(EXERCISE INSTRUCTIONS): Could you repeat every line below exactly, skipping the images?

Collected data:

<<<<

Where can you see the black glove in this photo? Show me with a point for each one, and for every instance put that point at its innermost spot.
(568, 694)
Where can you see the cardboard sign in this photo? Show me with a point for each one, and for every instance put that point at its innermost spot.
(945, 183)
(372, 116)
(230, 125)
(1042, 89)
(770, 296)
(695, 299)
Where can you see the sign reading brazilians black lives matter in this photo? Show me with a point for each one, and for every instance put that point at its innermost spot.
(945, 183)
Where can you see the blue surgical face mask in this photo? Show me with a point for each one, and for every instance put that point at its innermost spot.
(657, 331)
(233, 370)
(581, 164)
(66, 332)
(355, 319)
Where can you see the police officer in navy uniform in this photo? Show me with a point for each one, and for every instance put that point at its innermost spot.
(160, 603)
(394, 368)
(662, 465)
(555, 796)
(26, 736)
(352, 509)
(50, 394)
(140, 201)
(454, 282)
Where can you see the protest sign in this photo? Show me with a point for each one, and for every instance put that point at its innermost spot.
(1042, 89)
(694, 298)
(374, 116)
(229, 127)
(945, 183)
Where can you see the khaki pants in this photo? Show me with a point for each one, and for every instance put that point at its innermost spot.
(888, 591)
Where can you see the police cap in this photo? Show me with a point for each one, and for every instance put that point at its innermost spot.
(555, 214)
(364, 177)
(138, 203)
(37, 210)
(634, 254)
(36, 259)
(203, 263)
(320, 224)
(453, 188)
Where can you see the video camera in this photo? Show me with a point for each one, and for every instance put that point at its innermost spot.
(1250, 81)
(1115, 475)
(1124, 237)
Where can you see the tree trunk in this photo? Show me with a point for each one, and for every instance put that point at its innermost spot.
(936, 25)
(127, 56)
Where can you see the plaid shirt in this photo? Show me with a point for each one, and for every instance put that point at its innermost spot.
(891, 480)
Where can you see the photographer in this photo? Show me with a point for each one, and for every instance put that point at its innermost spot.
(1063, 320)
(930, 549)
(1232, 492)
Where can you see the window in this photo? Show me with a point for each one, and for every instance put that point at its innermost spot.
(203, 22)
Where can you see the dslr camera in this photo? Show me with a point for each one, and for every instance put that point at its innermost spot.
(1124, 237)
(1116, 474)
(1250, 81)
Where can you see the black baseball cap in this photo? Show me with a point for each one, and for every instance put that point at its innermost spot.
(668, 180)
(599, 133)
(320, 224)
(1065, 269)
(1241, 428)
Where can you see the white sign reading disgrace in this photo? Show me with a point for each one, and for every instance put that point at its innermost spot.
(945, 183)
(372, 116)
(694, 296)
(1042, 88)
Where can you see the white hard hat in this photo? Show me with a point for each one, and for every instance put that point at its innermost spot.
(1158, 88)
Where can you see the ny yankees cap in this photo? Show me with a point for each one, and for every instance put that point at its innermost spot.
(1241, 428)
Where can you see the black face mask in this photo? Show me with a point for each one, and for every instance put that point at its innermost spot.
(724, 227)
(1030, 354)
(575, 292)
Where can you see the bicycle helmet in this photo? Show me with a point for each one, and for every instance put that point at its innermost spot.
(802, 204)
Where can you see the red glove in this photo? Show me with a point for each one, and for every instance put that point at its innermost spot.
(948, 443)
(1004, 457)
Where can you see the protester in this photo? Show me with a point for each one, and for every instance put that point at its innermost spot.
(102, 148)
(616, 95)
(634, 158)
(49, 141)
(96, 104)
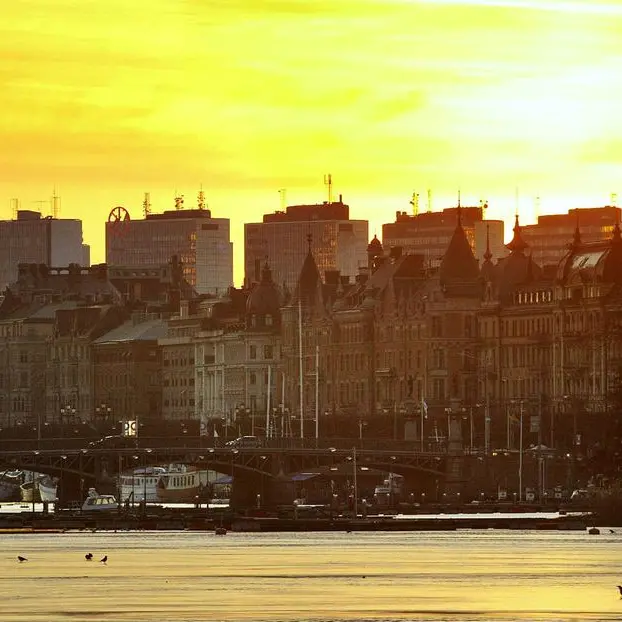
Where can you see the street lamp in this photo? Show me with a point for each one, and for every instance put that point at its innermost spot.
(520, 455)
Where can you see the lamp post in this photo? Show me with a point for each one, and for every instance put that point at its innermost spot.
(520, 456)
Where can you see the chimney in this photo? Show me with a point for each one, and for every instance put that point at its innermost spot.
(395, 252)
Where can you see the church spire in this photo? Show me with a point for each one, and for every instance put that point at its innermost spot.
(487, 254)
(517, 245)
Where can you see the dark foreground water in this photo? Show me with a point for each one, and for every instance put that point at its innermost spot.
(465, 575)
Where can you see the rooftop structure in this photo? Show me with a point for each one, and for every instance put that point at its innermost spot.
(201, 243)
(32, 238)
(282, 239)
(550, 237)
(430, 233)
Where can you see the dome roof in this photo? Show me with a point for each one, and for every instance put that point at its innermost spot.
(458, 263)
(375, 245)
(264, 299)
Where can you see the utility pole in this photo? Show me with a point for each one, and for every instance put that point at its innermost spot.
(520, 456)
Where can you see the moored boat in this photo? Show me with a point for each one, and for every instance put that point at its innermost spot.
(179, 484)
(95, 502)
(140, 484)
(47, 489)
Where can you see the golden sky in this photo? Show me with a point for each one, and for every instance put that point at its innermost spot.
(106, 100)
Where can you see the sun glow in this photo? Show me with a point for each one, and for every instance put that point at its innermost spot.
(246, 98)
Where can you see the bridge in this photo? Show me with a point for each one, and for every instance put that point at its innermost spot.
(269, 471)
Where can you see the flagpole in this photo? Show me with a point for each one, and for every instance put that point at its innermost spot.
(520, 456)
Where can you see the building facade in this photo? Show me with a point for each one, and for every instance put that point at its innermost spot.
(339, 242)
(238, 366)
(428, 234)
(549, 238)
(201, 244)
(30, 238)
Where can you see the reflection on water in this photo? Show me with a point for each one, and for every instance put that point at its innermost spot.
(187, 576)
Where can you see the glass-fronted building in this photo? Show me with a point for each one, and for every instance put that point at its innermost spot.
(201, 243)
(282, 240)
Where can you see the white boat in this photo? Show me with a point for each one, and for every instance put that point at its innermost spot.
(179, 484)
(38, 488)
(140, 484)
(47, 489)
(95, 502)
(30, 492)
(10, 482)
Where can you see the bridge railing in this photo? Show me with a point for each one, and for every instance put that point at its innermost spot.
(203, 443)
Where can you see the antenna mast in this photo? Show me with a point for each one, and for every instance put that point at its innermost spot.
(415, 203)
(55, 205)
(328, 181)
(14, 208)
(201, 199)
(282, 193)
(147, 205)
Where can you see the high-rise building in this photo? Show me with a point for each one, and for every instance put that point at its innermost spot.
(550, 238)
(429, 233)
(283, 239)
(33, 239)
(201, 243)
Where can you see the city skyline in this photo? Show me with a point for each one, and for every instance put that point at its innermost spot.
(485, 97)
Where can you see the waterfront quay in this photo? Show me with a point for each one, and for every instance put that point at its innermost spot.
(434, 517)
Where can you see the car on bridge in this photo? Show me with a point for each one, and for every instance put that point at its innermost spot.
(114, 441)
(245, 442)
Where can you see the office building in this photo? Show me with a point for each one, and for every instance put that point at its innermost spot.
(282, 239)
(33, 239)
(200, 242)
(429, 233)
(550, 237)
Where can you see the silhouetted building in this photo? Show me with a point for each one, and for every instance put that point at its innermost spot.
(429, 233)
(549, 238)
(47, 319)
(36, 240)
(127, 369)
(339, 242)
(201, 243)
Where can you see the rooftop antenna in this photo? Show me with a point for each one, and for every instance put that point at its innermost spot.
(14, 208)
(483, 203)
(40, 204)
(201, 198)
(282, 199)
(147, 204)
(415, 203)
(328, 181)
(55, 205)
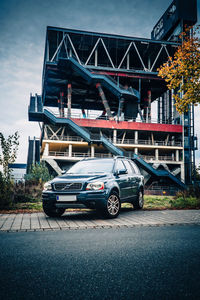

>>>>

(EXERCISE RESPONSE):
Where can you see the black glove in this photo? Show me with a point for each one, and for every instance put that point at its innermost spot.
(568, 694)
Where can you see the cardboard sign in this photo? Show me with a point for each one, and for every instance put that point at its innermost spot.
(945, 183)
(372, 116)
(230, 125)
(1042, 89)
(770, 296)
(695, 299)
Where can you see the sign reading brazilians black lives matter in this photo? Show me with a point for each one, and for every instance put that point at its innermost spot.
(945, 183)
Where can you see the blue surgical face mask in this photo? Show me with a point for each one, and for every instance put that point at its innermost spot.
(657, 331)
(233, 370)
(581, 164)
(66, 332)
(355, 319)
Where can you see the police officer in navy uniform in this photo? Show me with a point for each one, and for every instance put that point at its innermost spot.
(160, 603)
(394, 368)
(662, 465)
(555, 796)
(26, 736)
(352, 509)
(50, 394)
(140, 201)
(454, 282)
Where can you see the protest sign in this photo? Show me with a point for each one, and for every instance put that point at its innermost spot.
(1042, 89)
(694, 298)
(374, 116)
(229, 127)
(945, 183)
Where can you see the khaki pants in this photo? Show me with a point for each one, and for every instance put that point at its innermost spot.
(888, 591)
Where can you see the police cap in this photo? Show me with a point for each one, and for every instance put that point at its innermost spot.
(555, 214)
(364, 177)
(138, 203)
(37, 210)
(634, 254)
(36, 259)
(203, 263)
(320, 224)
(453, 188)
Where can you see the video camera in this photo? Show me with a point for each one, and for every instance put that point at its innermost spot.
(1250, 81)
(1115, 475)
(1124, 237)
Where can you see the tree trunk in this photo? Show me with a point for each one, and for every instance put that point at its innermost spot.
(936, 25)
(127, 56)
Where can you see the plaid shirt in this photo? Show me with a point for each one, and for every instance put that point at its innermost spot.
(891, 480)
Where can you see the photographer in this photo? Show me with a point for each one, and for every instance put that point at its innermost spot.
(1063, 320)
(930, 549)
(1232, 492)
Where can you see the window in this photo? Show me with a point for each one, and for every instance put that point at its innermost spot.
(203, 22)
Where can you see the dslr camera in this photo? Show me with a point for each one, and for every instance put that point at its innermost spot.
(1124, 237)
(1116, 474)
(1250, 81)
Where can you see the black baseball cap in this photo? Show me with a point for each one, and for every instance put that point at its innermost spot.
(668, 180)
(599, 133)
(320, 224)
(1065, 269)
(1241, 428)
Where can you see the white sign reading disgrace in this photo? Show me with a point for each one, and for every instance put that point at its innermost spot.
(945, 183)
(372, 116)
(694, 296)
(1042, 88)
Where can you see the white hard hat in this photo? Show me with a point for each one, and for every instance put that point at its innermost spot.
(1158, 88)
Where can you see the ny yankees cap in this photo? Show me with a point for each one, and for every instance put that point at its innermost spot.
(1241, 428)
Where can you see the black face mask in this photo? Show me with a point for each one, and for every instance put that point at its innermost spot.
(724, 227)
(1030, 354)
(575, 292)
Where can you see the bicycle helmet in this photo? Show me with a point for each one, and for every instance put that point at its innermost spot.
(802, 204)
Where can you see the red glove in this photo? Show me with a point for each one, and for every instance put that point at its innermost spot.
(948, 443)
(1004, 457)
Where can you see the protester in this photo? Show me with a point for each one, and for every instance put that point at its innermost spot.
(102, 148)
(616, 95)
(634, 158)
(49, 141)
(96, 104)
Where can you see the street lamp in this photo? Show me with a point for each one, and for every instance put that point at its innermost spot.
(520, 455)
Where can you see the lamp post in this photo? Show me with a point for each one, and for every instance put that point at its innermost spot.
(520, 456)
Where can you see the chimney in this photo? Show me with a point for each one, and for every instance put that point at its innermost spot.
(395, 252)
Where can you see the church spire in this photo? Show me with a point for each one, and for every instance put that point at its innermost spot.
(487, 254)
(517, 245)
Where can you see the dark foreground water in this photo? Show me with a point for each one, and for every instance put that point at its innermost spot.
(465, 575)
Where can you see the rooftop structure in this photo? Show me with a point for each one, and for every instance put that point at its innermost spot.
(201, 243)
(32, 238)
(282, 239)
(550, 237)
(430, 233)
Where can you see the dome roof in this photo? Show me with a point for each one, and for every instance put that point at its innermost spot.
(458, 263)
(375, 245)
(264, 299)
Where can you see the utility pole in this photo? Show me with a point for each one, and for every instance put that point at its innermost spot.
(520, 456)
Where can you see the moored boat in this photo? Show me with a point for each one, and for every instance put that point at its innermost spot.
(179, 484)
(95, 502)
(140, 484)
(47, 489)
Where can you see the golden sky in this photo? Show me with a point for each one, and for every instance put that point at its innermost spot.
(106, 100)
Where can you see the sun glow in this photo? Show me with a point for each one, and for every instance put that point at its innermost spot.
(246, 98)
Where can you see the bridge in this photo? Show me with a point for each one, and for every instance put that point at its innermost spot.
(269, 471)
Where can you see the flagpole in this photo? Show me with a point for each one, and for every instance put that point at its innermost spot.
(520, 456)
Where can you see the building facade in this photo? Show me with a point for each one, and for every instance put that point at its innermost spot.
(339, 242)
(238, 366)
(428, 234)
(549, 238)
(201, 244)
(30, 238)
Where can you see the reflection on water in this photo? Show me with a point for each one, and for every instance put that point at its innermost spot.
(187, 576)
Where can you see the glass-fronted building in this photo? Show me with a point for each one, and for every instance put that point at its innermost spot.
(201, 243)
(282, 240)
Where can you see the white boat in this photo? Show me with a point for each one, and for every instance put that point at its innermost spot.
(179, 484)
(38, 488)
(140, 484)
(47, 489)
(95, 502)
(30, 492)
(10, 482)
Where can you see the bridge railing in this photo? Show me with a point for each one, and for every instance put that point at its innermost spot.
(203, 443)
Where can you see the antenna mast in this photo? Show me with a point for each one, and for every instance put that point at its innermost spot.
(415, 203)
(55, 205)
(328, 181)
(14, 208)
(201, 199)
(282, 193)
(147, 205)
Where can you see the high-rise building in this photo? Show me with a point for each one, and for every instance put that point at its innermost spot.
(550, 238)
(429, 233)
(283, 239)
(33, 239)
(201, 243)
Where can you see the city skyline in this photo? Show me with a point for each one, and for every instance put that point at its innermost spot.
(485, 97)
Where can you see the waterfront quay in this photo? Show me with a point for each one, and for every instance put that point at its innermost spot.
(434, 517)
Where can you see the car on bridge in this photo? Show me with a point for each one, and for every instance put that point at its innermost spot.
(114, 441)
(245, 442)
Where can you see the office building in this photo? Show me with a point for each one, and for every instance put that point at its innermost spot.
(282, 239)
(33, 239)
(200, 242)
(429, 233)
(550, 237)
Where can you see the silhouetted building in this photo? Show me with a point for each one, and for every instance put that point at its innermost spot.
(429, 233)
(549, 238)
(47, 319)
(36, 240)
(127, 369)
(339, 242)
(201, 243)
Where can you see the rooftop antenna in this photo? Show me with a point for each one, and for every instance put that point at its innermost spot.
(14, 208)
(483, 203)
(40, 204)
(201, 198)
(282, 199)
(147, 204)
(415, 203)
(328, 181)
(55, 205)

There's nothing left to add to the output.